Available data |
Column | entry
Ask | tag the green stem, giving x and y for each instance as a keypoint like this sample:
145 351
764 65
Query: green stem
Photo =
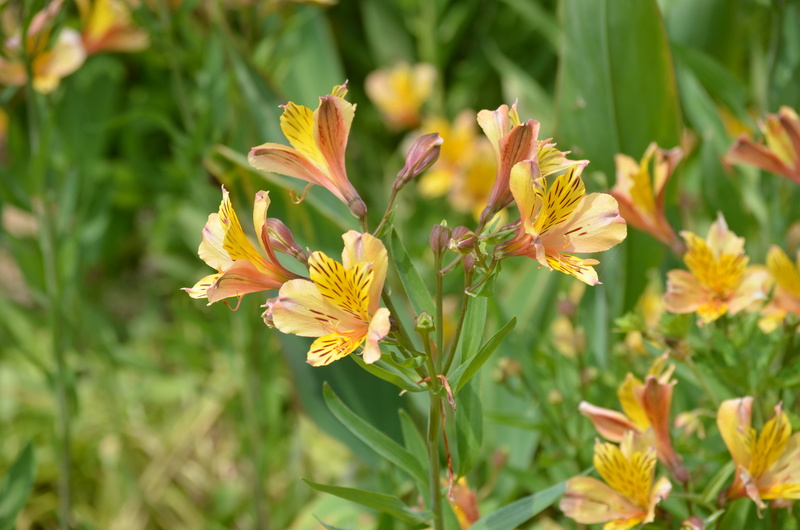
434 427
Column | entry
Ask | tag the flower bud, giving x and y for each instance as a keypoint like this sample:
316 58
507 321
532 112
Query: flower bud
420 157
463 240
440 235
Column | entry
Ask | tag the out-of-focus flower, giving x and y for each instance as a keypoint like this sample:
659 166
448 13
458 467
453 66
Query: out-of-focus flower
718 280
399 92
423 154
464 504
640 193
767 465
319 140
646 407
781 154
627 498
786 296
339 304
558 219
464 163
107 26
50 62
241 269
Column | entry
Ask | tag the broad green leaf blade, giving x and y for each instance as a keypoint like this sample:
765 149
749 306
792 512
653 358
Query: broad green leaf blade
15 487
412 282
375 439
468 369
615 96
518 512
378 501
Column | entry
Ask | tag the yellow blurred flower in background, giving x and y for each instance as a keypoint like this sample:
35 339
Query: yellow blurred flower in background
51 58
781 154
628 496
640 192
786 296
107 26
767 465
718 280
399 92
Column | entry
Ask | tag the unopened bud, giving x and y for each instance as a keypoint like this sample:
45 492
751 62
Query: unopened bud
463 240
424 323
440 235
420 157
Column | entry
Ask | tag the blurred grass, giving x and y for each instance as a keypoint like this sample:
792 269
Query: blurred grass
186 416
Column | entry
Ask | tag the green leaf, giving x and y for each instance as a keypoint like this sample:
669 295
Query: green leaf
16 486
607 84
378 501
375 439
412 282
468 369
518 512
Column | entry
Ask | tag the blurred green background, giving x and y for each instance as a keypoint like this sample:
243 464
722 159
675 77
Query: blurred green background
180 415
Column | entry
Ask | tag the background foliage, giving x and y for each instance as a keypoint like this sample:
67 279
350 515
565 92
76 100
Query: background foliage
186 416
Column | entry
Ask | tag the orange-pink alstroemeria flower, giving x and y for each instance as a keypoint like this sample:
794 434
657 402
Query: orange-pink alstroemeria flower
718 280
646 406
241 269
107 26
767 465
514 142
640 193
558 219
399 92
628 496
50 61
786 296
781 154
317 154
339 304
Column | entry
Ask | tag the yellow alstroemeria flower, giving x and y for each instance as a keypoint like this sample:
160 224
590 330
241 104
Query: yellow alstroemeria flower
781 154
558 219
317 154
340 303
640 194
646 412
107 26
767 465
718 280
241 269
627 498
786 296
48 64
399 92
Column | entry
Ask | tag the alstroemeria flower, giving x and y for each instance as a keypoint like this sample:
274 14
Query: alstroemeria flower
48 64
718 280
627 498
400 91
781 154
107 26
558 219
646 406
319 140
767 465
339 304
241 269
641 195
786 296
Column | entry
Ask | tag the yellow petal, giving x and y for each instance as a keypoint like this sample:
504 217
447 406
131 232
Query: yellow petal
347 289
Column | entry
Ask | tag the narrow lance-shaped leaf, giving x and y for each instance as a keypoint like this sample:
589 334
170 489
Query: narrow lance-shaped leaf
468 369
378 501
375 439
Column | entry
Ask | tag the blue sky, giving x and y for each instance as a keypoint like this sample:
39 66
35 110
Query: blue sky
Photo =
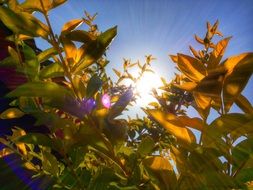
162 27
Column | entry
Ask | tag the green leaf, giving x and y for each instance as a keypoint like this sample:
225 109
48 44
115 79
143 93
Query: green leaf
71 25
146 146
163 170
239 70
8 62
80 36
35 5
37 139
94 84
39 89
14 55
242 154
11 113
46 54
224 125
96 49
50 163
78 83
51 71
191 67
32 65
23 23
121 104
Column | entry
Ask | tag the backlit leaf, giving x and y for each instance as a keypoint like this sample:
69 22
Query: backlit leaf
169 122
163 170
93 86
121 104
46 54
11 113
239 70
146 146
71 25
37 139
80 36
23 23
117 72
39 89
243 103
217 53
51 71
188 86
50 163
31 62
191 67
35 5
203 104
96 49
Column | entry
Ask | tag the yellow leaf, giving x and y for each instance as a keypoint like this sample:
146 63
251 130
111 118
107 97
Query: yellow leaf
5 152
191 67
243 103
30 166
239 70
195 123
158 163
217 53
169 121
70 49
71 25
11 113
203 104
117 72
174 58
188 86
201 100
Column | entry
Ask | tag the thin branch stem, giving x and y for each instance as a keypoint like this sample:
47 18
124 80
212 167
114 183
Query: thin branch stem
55 44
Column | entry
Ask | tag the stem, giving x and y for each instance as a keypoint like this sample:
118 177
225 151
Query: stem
22 156
55 44
68 162
239 169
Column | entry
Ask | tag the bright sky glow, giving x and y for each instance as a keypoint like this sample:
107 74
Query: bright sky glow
144 87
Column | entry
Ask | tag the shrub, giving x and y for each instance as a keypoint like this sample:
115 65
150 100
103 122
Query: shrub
77 140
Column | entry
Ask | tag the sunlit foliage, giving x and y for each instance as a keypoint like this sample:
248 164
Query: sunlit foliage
86 145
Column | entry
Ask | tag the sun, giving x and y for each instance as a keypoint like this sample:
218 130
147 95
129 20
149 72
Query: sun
144 88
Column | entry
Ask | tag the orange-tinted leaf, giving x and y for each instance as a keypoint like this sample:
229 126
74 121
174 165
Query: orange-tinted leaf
11 113
195 123
191 67
243 103
198 39
117 72
203 104
169 122
194 52
23 23
239 70
188 86
217 53
70 49
174 58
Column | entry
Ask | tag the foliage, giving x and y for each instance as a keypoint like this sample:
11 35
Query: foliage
87 146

Directive |
Copy everything in the records above except the pictures, exactly as written.

Result |
Column | entry
Ask | tag the green stem, giving x and y for each instance as a keypoint like this sample:
145 351
764 65
Query: green stem
Photo =
434 427
Column | entry
Ask | tag the flower bud, giving x and y for each instance as a keypoint like this sample:
316 58
507 321
532 112
Query: flower bud
420 157
463 240
440 235
Column | entry
Ask | tag the out-of-focus flower, giving x and y for each instance as a keypoint like this sample:
659 166
448 13
458 467
453 66
Query: out-of-focus flower
718 280
399 92
423 154
464 504
640 193
767 465
319 140
646 407
781 154
627 498
786 296
339 304
558 219
464 163
107 26
50 62
241 269
Column | entry
Ask | tag the broad green leaf blade, giving x and y for each instance as a keypoint like this sample:
765 149
749 306
792 512
653 358
Query: broad green leaf blade
15 487
412 282
375 439
468 369
615 96
518 512
378 501
Column | entry
Ask | tag the yellow blurred flower in background, giving x and y for each instance as a keypoint like this sample:
35 339
Query: yellow blurred flower in background
51 58
781 154
628 496
640 192
786 296
107 26
767 465
718 280
399 92
Column | entry
Ask | tag the unopened bud, giving x and y for each instance as a keypoint like this sample:
45 492
751 62
Query: unopened bud
463 240
424 323
440 235
420 157
Column | entry
Ask | tag the blurred grass, giving x and y for each instance as a keypoint like this sample:
792 269
Query: blurred grass
186 416
Column | entry
Ask | tag the green leaf, giving x and y for each instance as a keypoint like this sample:
669 295
Query: green leaf
16 486
607 84
378 501
375 439
412 282
468 369
518 512
Column | entry
Ask | tag the blurred green background, giving x and y for each instance as a keypoint like this sample:
243 464
722 159
675 77
Query: blurred green background
180 415
Column | entry
Ask | tag the background foliage, giving x and y for each instance as a keypoint like this sample:
67 279
350 515
565 92
76 100
Query: background foliage
186 416
Column | entry
Ask | tag the orange-pink alstroemeria flower, giving x and y for each instance as a keypoint like this sample:
794 434
657 402
Query: orange-pink alstroemeria flower
718 280
646 406
241 269
107 26
767 465
514 142
640 193
558 219
399 92
628 496
50 61
786 296
781 154
317 154
339 304
Column | entry
Ask | tag the yellow alstroemeria flower, giving x and y for each instance as a keypoint like this sample:
160 224
590 330
241 104
Query: yellow alstroemeria flower
781 154
558 219
317 154
340 303
640 194
646 412
107 26
767 465
718 280
241 269
627 498
786 296
48 64
399 92
Column | entry
Ask | tag the alstroemeria flower, giving x and y for each instance as a keypoint like this sample:
274 14
Query: alstroemeria flower
48 64
718 280
627 498
400 91
781 154
107 26
558 219
646 406
319 140
767 465
339 304
241 269
641 195
786 296
Column | entry
Ask | tag the yellow petal, giving x and y for each instance as a keypoint like this sample:
504 217
447 406
131 232
Query: yellow petal
347 289
Column | entry
Ask | tag the narrow lance-shaped leaf, giving x and y for each instance as a keypoint like this sample:
589 334
170 489
Query: narrow lance-shaped leaf
468 369
378 501
375 439
Column | entry
Ask | tag the blue sky, giving x and y for each instance as a keypoint like this sample:
39 66
35 110
Query: blue sky
Photo =
162 27
Column | entry
Ask | tag the green leaf, giving x and y for each instance as a keypoint like this sample:
225 109
48 44
115 79
143 93
Query: green leaf
71 25
146 146
163 170
239 70
8 62
80 36
35 5
37 139
94 84
39 89
14 55
242 154
11 113
46 54
224 125
96 49
50 163
78 83
51 71
191 67
32 65
23 23
121 104
Column | entry
Ask | tag the backlit leaf, giving x and y for each instance as a keypoint like this sample:
69 22
Query: backlit leaf
169 122
163 170
93 86
121 104
46 54
11 113
239 70
146 146
71 25
37 139
80 36
23 23
117 72
39 89
243 103
217 53
51 71
188 86
50 163
31 62
191 67
35 5
203 104
96 49
Column | entry
Ask | tag the yellow leaf, giving x and y for each instance as a keypoint like this sample:
146 63
251 130
111 118
107 97
Query: yellow leaf
5 152
191 67
243 103
30 166
239 70
195 123
158 163
217 53
169 121
70 49
71 25
11 113
203 104
117 72
174 58
188 86
201 100
Column | entry
Ask | tag the thin branch stem, giving x and y for each instance as a keypoint like this sample:
47 18
124 80
212 167
114 183
Query: thin branch stem
55 44
Column | entry
Ask | tag the stem, giving x and y for each instance as a keypoint like this sample:
118 177
225 151
Query: stem
22 156
55 44
68 162
239 169
Column | entry
Ask | tag the bright sky glow, giving x and y for each instance as a keypoint like this sample:
107 74
Query: bright sky glow
144 87
Column | entry
Ask | tag the shrub, giving x and y for each instance as a keypoint like this sample:
115 65
150 100
103 122
Query: shrub
77 140
Column | entry
Ask | tag the sunlit foliage, giving x and y for each instance as a keypoint like this sample:
248 164
Query: sunlit foliage
86 145
Column | entry
Ask | tag the sun, giving x and y for each instance as a keypoint like this sample:
218 130
147 95
129 20
149 72
Query: sun
144 88
Column | entry
Ask | tag the orange-tinted leaf, giving x and y for each instance as a keypoint like this sample:
229 126
74 121
174 165
Query: orange-tinted leaf
11 113
195 123
191 67
243 103
198 39
117 72
203 104
169 122
194 52
23 23
239 70
188 86
217 53
70 49
174 58
Column | entry
Ask | tag the foliage, giving x and y for each instance as a keypoint like this sample:
11 35
Query: foliage
87 146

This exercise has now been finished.